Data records
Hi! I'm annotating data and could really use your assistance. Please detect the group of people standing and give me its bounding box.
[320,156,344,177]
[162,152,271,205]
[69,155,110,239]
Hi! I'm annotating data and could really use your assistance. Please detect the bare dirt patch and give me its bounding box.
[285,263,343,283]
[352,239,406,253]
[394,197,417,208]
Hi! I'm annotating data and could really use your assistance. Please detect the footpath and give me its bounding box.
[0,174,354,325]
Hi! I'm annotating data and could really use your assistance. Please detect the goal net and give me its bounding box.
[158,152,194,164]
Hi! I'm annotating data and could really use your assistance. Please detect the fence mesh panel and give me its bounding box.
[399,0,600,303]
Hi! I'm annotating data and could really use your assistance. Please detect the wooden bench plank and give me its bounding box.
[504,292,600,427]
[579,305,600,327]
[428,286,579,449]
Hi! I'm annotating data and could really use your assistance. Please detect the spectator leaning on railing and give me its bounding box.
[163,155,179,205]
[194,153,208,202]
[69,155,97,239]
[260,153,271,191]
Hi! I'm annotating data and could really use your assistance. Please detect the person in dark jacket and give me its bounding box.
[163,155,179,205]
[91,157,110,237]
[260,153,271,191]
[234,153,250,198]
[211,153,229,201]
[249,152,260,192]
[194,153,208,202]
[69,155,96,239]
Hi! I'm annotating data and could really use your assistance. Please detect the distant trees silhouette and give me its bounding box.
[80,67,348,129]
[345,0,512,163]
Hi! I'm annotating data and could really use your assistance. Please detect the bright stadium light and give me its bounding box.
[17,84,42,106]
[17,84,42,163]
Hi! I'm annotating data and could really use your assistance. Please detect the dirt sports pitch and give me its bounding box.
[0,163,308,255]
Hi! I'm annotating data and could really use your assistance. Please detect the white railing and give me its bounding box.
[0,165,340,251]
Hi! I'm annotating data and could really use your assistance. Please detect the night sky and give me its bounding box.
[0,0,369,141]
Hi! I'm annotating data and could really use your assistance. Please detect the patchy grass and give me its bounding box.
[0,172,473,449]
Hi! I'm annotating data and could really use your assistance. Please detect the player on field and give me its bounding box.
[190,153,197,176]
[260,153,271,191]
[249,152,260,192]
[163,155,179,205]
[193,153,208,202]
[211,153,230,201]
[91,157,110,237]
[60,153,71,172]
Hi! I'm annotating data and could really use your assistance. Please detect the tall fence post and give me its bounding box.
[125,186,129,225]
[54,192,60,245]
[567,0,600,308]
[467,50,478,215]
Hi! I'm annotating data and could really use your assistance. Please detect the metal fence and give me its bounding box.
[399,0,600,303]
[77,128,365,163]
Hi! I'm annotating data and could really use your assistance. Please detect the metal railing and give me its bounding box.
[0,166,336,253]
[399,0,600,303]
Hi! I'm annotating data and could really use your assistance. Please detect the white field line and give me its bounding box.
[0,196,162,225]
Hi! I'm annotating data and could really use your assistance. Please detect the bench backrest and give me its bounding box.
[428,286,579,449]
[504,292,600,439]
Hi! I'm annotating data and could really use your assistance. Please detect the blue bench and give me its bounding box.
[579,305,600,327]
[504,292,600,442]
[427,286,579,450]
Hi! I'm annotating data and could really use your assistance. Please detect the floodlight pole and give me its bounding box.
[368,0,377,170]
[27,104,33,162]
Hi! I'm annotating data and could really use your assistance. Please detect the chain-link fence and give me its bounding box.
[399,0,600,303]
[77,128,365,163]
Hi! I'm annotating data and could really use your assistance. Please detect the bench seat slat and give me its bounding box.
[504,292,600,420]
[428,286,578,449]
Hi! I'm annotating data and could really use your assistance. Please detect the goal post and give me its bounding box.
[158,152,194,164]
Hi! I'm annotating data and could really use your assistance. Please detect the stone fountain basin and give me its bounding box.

Exercise objective
Please rewrite all the items above, changing every "annotating" to "labeling" and leaving everything else as it is.

Task solution
Hi! I'm labeling data and could really use your assistance. Please detect the group of people standing and give me its bounding box.
[320,156,344,177]
[162,152,271,205]
[69,155,110,239]
Hi! I'm labeling data and could really use your assistance. Please detect the bare dirt patch and give me its bounding box.
[285,263,343,283]
[352,239,406,253]
[394,197,417,208]
Hi! I'm labeling data and could really use your assistance. Please detect the footpath and give me its bounding box.
[0,174,354,325]
Hi! I'm labeling data and could really use your assistance. Please detect the goal net and give me its bounding box.
[158,152,194,164]
Hi! I'm labeling data and could really use your assistance. Please detect the fence mesh panel and give me its bounding box.
[399,0,600,303]
Hi! I'm labeling data and could really use your assistance. Please detect the wooden bench plank and give me its bounding box.
[504,292,600,427]
[579,305,600,327]
[428,286,579,449]
Hi! I'm labeling data and could really use your assistance. Please detect the spectator leaning on railing and give me its bounding box.
[163,155,179,205]
[194,153,208,202]
[69,155,97,239]
[260,153,271,191]
Hi! I'm labeling data and could really use your assistance. Please detect the person in dark jacket and give me its bounding box.
[163,155,179,205]
[91,157,110,237]
[260,153,271,191]
[234,153,250,198]
[211,153,229,201]
[249,152,260,192]
[194,153,208,202]
[69,155,96,239]
Hi! I'm labeling data and could really use your assistance. Please detect the distant trees silhouette and give me its bounding box.
[80,67,348,129]
[345,0,512,163]
Hi! I'm labeling data and could really use your assistance. Please detect the bright stadium light and give me its bounding box.
[17,84,42,106]
[17,84,42,163]
Hi! I'm labeling data and could really use your assistance. Please detect the dirt sports pitch and give me its bounding box.
[0,163,308,255]
Hi! I'm labeling data and could really use your assistance. Please detect the white railing and give me its bounding box.
[0,165,340,251]
Hi! I'm labeling data and could really use your assistance. Please detect the night sky and give me its bounding box.
[0,0,369,141]
Hi! I'm labeling data and could really use your assistance. Please detect the patchy grass and give me its bounding box.
[0,172,473,449]
Hi! I'm labeling data and could really use your assistance. Please detect the player on field and give me its bounding box.
[190,153,197,176]
[260,153,271,191]
[249,152,260,192]
[163,155,179,205]
[193,153,208,202]
[211,153,230,201]
[91,157,110,237]
[60,153,71,172]
Hi! I'm labeling data and could really use your assistance. Please detect the tall fence post and give me its bounding box.
[125,186,129,225]
[54,192,60,245]
[567,0,600,308]
[467,50,478,215]
Hi! I'm labeling data and could really use your assistance. Please detect the metal fence and give me its bounding box.
[399,0,600,303]
[77,128,365,163]
Hi! I'm labeling data and could really use your assistance. Please detect the metal railing and give me its bounding box.
[0,166,336,253]
[399,0,600,303]
Hi! I'm labeling data and could really use your assistance. Please detect the white field line and give me its bounding box.
[0,196,162,225]
Hi! I'm labeling data and could really use your assistance. Please detect the bench backrest and give me its bounding box.
[428,286,579,449]
[504,292,600,439]
Hi! I'm labeling data and could really use your assistance. Please detect the blue bench and give me its bounding box.
[579,305,600,327]
[504,292,600,442]
[427,286,579,450]
Hi! I'm labeling data and could really use your assistance. Please detect the floodlight pole and give me its bounding box.
[368,0,377,170]
[27,104,33,162]
Hi! I'm labeling data and could really use your assistance. Please detect the chain-link fence and give me its bounding box.
[399,0,600,303]
[77,128,365,163]
Hi! I'm labeling data and could really use your assistance. Please detect the bench seat slat and give me its bounding box.
[504,292,600,420]
[428,286,578,449]
Hi! I'm labeling data and could really use your assistance. Please detect the goal post and give me its bounding box.
[158,152,194,164]
Hi! I'm labeling data and could really use your assistance. Please detect the stone fountain basin and give me its bounding box.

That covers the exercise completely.